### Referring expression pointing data
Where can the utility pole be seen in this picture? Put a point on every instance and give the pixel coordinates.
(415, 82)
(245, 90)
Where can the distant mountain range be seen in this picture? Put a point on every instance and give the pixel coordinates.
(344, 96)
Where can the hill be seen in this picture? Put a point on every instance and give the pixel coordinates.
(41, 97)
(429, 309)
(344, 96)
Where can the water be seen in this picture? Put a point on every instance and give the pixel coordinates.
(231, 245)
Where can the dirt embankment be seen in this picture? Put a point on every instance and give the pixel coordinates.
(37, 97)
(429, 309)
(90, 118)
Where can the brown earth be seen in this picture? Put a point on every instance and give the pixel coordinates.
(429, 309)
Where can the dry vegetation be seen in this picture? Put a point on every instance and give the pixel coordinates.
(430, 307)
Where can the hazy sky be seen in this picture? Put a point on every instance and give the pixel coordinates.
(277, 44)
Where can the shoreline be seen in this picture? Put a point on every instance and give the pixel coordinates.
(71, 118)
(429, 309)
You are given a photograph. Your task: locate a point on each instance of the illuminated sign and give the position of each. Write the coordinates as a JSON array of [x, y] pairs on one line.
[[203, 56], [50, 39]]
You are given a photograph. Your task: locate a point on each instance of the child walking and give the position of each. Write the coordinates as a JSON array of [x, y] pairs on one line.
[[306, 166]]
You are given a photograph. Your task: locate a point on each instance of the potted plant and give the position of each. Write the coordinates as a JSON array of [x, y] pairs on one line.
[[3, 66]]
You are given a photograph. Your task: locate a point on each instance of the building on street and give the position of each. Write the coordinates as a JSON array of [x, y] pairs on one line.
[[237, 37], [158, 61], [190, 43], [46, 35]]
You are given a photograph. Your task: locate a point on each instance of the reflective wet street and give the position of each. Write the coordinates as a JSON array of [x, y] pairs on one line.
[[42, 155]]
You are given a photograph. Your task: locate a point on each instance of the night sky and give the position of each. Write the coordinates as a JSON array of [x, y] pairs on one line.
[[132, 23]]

### Aim of the exercise
Return the entries above word for word.

### Response area
Where can the utility pole be seen in this picture? Put a point on every instance and give the pixel coordinates.
(415, 82)
(245, 90)
Where can the distant mountain range be seen in this picture? Put a point on every instance and give the pixel coordinates.
(344, 96)
Where can the hill be seen in this picture? Put a point on every instance and give the pixel coordinates.
(41, 97)
(429, 309)
(344, 96)
Where can the water be seen in this picture? Put a point on every instance and give the pixel coordinates.
(231, 245)
Where can the dirt embankment be seen in this picture? Put a point on every instance and give the pixel coordinates.
(37, 97)
(429, 309)
(90, 118)
Where can the brown earth be seen in this picture? Put a point on every instance and give the pixel coordinates.
(429, 309)
Where can the dry vegetation be seen in this picture? Put a point on every instance and give the pixel coordinates.
(430, 307)
Where can the hazy sky be seen in this picture? Put a point on every instance and give the pixel coordinates.
(277, 44)
Where can the shoreline be seen in this picture? Put a point on every instance and give the pixel coordinates.
(71, 118)
(429, 309)
You are given a photograph. Your task: locate a point on each instance of the illuminated sign and give the position of each. Write the coordinates as a JSON array of [x, y] pairs on one line.
[[203, 56], [50, 39]]
You are given a photograph. Your task: locate a point on each instance of the child walking and give the position of each. Write the coordinates as a JSON array of [x, y] pairs on one line.
[[306, 166]]
You are given a photograph. Your task: locate a point on each instance of the potted plant and give the position of each. Write the coordinates as a JSON array of [x, y] pairs on one line.
[[3, 66]]
You are given a photograph. Your task: locate a point on each instance of the building on street and give the position of each. Write the coordinates as a JSON array of [x, y] pairs on one line.
[[237, 37], [158, 61], [190, 43], [46, 35]]
You are given a photograph. Your task: locate a point on each instance of the reflective wet street and give the position of each. Write the coordinates as a JSON array of [x, y] pairs on one line.
[[42, 155]]
You are given a photograph. Your task: locate a point on each instance of the night sky and give the position of each. Write the coordinates as a JSON array of [x, y] pairs on one line.
[[132, 23]]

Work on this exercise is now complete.